▸ SELECTION
Raft is a leader-based replicated-log consensus protocol: one elected leader at a time accepts client commands, replicates them to followers via AppendEntries, and commits an entry once a majority has stored it. Safety is enforced by terms (monotonic election epochs), the "leader completeness" property (a new leader's log already contains every committed entry), and the rule that an entry from a prior term is committed only via an entry from the current term. Production Raft adds PreVote, CheckQuorum, leader leases, and pre-elections to handle the failure modes the original paper glosses over.

The three roles and the two RPCs

Raft has three roles a node can be in at any moment: Follower (passive, accepts AppendEntries from a leader), Candidate (campaigning for leadership), and Leader (the only role that accepts client writes). Time is sliced into terms — monotonically-increasing integers, each term has at most one leader, and a term begins with an election. A node sees a higher term in any message and immediately steps down to follower; this is the single rule that prevents two leaders in the same term from both committing.

▸ AVAILABLE RECORDS
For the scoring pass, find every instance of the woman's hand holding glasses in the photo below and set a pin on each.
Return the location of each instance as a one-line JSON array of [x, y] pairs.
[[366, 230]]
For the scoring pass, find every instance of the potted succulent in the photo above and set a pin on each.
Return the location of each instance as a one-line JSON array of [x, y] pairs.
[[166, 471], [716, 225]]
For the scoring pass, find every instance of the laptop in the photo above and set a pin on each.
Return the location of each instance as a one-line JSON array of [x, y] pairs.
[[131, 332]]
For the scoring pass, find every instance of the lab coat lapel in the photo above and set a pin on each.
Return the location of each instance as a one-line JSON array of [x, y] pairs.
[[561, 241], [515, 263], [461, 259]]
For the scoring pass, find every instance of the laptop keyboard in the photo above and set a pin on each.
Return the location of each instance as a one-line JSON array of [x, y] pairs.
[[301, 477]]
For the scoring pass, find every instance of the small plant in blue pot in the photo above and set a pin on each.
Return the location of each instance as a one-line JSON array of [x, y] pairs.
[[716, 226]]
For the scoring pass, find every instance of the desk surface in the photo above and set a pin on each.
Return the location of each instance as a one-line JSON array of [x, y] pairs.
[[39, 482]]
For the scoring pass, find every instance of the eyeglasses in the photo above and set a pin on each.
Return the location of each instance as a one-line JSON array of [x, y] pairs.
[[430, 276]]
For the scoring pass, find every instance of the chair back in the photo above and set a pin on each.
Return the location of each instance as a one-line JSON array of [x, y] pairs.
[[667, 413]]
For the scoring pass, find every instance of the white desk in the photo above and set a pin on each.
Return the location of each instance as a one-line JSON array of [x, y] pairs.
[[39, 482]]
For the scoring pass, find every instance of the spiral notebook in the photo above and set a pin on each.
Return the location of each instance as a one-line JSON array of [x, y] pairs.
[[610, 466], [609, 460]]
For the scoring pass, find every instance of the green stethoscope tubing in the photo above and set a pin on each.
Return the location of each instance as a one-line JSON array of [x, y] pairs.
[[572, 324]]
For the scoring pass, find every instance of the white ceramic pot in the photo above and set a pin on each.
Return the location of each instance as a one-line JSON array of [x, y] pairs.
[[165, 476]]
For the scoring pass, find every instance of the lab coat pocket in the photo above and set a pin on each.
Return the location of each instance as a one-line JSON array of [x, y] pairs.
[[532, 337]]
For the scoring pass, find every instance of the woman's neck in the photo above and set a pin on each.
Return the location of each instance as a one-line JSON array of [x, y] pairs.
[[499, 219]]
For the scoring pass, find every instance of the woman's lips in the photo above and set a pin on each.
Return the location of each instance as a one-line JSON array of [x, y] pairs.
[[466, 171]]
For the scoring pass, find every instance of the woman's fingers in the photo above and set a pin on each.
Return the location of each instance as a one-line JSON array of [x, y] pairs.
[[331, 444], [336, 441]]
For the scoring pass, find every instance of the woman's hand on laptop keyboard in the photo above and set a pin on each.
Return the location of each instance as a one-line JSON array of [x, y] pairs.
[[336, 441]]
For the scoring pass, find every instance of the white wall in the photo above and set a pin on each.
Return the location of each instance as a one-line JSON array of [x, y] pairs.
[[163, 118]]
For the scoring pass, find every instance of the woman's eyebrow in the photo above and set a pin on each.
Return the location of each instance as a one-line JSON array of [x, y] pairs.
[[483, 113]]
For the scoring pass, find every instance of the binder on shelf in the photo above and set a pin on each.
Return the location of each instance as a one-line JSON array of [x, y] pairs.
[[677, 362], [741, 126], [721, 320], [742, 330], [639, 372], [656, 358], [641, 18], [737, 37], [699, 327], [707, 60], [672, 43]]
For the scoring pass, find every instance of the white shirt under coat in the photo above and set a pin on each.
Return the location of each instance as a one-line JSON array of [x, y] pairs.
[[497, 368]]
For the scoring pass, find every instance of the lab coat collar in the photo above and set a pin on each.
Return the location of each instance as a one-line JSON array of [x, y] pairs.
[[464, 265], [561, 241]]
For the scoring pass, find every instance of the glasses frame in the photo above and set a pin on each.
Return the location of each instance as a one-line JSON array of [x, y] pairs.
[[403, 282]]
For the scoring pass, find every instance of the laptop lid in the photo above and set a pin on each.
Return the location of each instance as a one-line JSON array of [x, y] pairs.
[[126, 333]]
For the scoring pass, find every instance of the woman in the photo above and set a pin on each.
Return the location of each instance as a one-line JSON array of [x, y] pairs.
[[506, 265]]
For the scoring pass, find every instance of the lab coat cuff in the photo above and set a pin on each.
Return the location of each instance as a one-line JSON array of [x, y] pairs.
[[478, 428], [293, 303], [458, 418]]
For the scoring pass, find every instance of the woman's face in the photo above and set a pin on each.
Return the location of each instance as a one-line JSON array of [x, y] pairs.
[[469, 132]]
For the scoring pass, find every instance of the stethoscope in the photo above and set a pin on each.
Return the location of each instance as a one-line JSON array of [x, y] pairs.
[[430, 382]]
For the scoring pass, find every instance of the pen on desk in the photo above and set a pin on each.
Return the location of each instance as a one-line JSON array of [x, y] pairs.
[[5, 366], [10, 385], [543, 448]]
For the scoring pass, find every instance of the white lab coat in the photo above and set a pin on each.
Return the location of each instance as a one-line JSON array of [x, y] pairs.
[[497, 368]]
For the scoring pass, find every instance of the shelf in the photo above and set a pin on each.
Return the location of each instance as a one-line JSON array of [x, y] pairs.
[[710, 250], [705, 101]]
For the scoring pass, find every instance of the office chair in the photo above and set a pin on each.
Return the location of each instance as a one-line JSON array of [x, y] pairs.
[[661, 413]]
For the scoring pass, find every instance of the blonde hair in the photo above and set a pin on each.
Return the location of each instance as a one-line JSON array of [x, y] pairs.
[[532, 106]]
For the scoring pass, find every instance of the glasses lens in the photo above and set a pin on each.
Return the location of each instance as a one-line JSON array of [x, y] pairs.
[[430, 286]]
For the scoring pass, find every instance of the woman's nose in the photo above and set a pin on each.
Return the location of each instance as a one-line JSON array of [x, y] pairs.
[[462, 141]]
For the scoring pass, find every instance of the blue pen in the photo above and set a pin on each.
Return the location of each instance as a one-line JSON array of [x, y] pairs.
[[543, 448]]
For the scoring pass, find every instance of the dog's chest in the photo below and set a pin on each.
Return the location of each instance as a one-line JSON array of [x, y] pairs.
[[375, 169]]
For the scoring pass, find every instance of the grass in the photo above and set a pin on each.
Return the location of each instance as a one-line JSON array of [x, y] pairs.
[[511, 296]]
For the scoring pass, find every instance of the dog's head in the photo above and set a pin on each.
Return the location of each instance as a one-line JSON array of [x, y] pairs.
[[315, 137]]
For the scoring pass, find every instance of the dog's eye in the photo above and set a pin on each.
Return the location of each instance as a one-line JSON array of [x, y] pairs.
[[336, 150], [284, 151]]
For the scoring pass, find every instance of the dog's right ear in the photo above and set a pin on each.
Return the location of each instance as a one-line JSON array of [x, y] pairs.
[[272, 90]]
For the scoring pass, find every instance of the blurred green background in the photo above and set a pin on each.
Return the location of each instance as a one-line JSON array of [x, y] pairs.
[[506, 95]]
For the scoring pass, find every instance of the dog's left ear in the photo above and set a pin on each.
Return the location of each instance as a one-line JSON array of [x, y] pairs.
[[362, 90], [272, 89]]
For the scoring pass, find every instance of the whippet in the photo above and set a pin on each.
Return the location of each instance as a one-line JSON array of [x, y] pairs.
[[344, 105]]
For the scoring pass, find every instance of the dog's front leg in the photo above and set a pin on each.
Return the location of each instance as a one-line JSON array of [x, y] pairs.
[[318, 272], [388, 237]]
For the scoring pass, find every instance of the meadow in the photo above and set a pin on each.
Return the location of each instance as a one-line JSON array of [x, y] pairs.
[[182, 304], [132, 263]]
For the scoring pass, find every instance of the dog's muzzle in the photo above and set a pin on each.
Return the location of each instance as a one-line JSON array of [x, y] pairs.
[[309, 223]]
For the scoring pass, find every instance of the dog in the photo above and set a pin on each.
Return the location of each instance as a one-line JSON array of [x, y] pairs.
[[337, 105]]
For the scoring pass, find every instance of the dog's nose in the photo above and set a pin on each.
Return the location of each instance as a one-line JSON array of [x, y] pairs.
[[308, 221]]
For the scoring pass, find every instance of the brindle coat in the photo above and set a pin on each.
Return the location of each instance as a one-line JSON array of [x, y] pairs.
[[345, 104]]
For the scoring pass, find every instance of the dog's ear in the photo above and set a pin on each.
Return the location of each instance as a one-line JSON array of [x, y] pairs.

▸ DIRECTIVE 1
Copy the rows verbatim, beginning at the line that contains "For the scoring pass, find every instance of the white wall" and stopping after the line that contains "[[506, 265]]".
▸ DIRECTIVE 2
Extend the passage on the Raft consensus protocol, picking up after its final sentence.

▸ WRITTEN ANSWER 1
For the scoring pass, find every instance of the white wall in the photo above and set a pin on each.
Return the location of each instance as a one-line JSON array of [x, y] pairs.
[[163, 118]]
For the scoring pass, find every instance of the woman's eyebrow in the photo above and set a pin on each.
Return the location of each instance as a one-line JSON array of [x, y] pairs.
[[483, 113]]
For the scoring pass, find every instance of the binder on shelf in the photo above and set a pin on each.
Return the location of each instance as a one-line JSON array of [x, y] pairs.
[[677, 362], [741, 126], [721, 320], [742, 330], [639, 372], [656, 358], [641, 18], [737, 37], [699, 327], [707, 60], [672, 43]]
For the scoring pass, find every instance of the white shirt under coat in the photo above and set a pin on each.
Return the location of each instance as a one-line JSON array of [x, y] pairs.
[[497, 368]]
For the scoring pass, find every instance of the lab coat collar in the photo above and set a pin on each.
Return the location of each instance as a one-line JSON array of [x, y] pairs.
[[464, 265], [561, 241]]
For the scoring pass, find every instance of the glasses frame in the photo above and set a pin on each.
Return the location of each instance as a one-line JSON array of [x, y] pairs.
[[403, 282]]
For the scoring pass, find every instance of the laptop lid in the photo above and set a pin on each.
Return the location of each instance as a one-line JSON array of [x, y] pairs.
[[126, 333]]
For the scoring pass, find every instance of the woman in the photo above and set a pin on each.
Return the location of each instance as a one-line JSON array of [x, y] pairs.
[[506, 265]]

▸ WRITTEN ANSWER 2
Two RPCs do all the work. RequestVote is sent by a candidate to all peers; a peer grants its vote only if (a) it has not voted in this term, and (b) the candidate's log is at least as up-to-date as the peer's own (compared first by last-log-term, then by last-log-index). AppendEntries is sent by the leader to every follower; it carries new log entries plus the leader's commit index, and doubles as a heartbeat when there are no new entries. A follower rejects an AppendEntries whose prevLogIndex/prevLogTerm does not match its own log — the leader, on rejection, decrements its nextIndex for that follower and retries, walking back until a match is found, then overwrites everything after that match. Why the AppendEntries-rejection retry walk-back is safe: Raft's leader-completeness property says any leader's log contains all committed entries, so the leader's log is the authoritative version. A follower's divergent suffix can only contain uncommitted entries from a prior leader's failed replication, so overwriting them is fine — by definition no client has been told those entries committed.

A node's state consists of: the current term, the node it voted for in this term (or null), the log (an append-only sequence of (term, command) entries), and the commit index (the highest log index known to be replicated to a majority). The first three are persistent — they survive crashes via fsync — and the commit index is volatile and re-derived on restart from leader heartbeats.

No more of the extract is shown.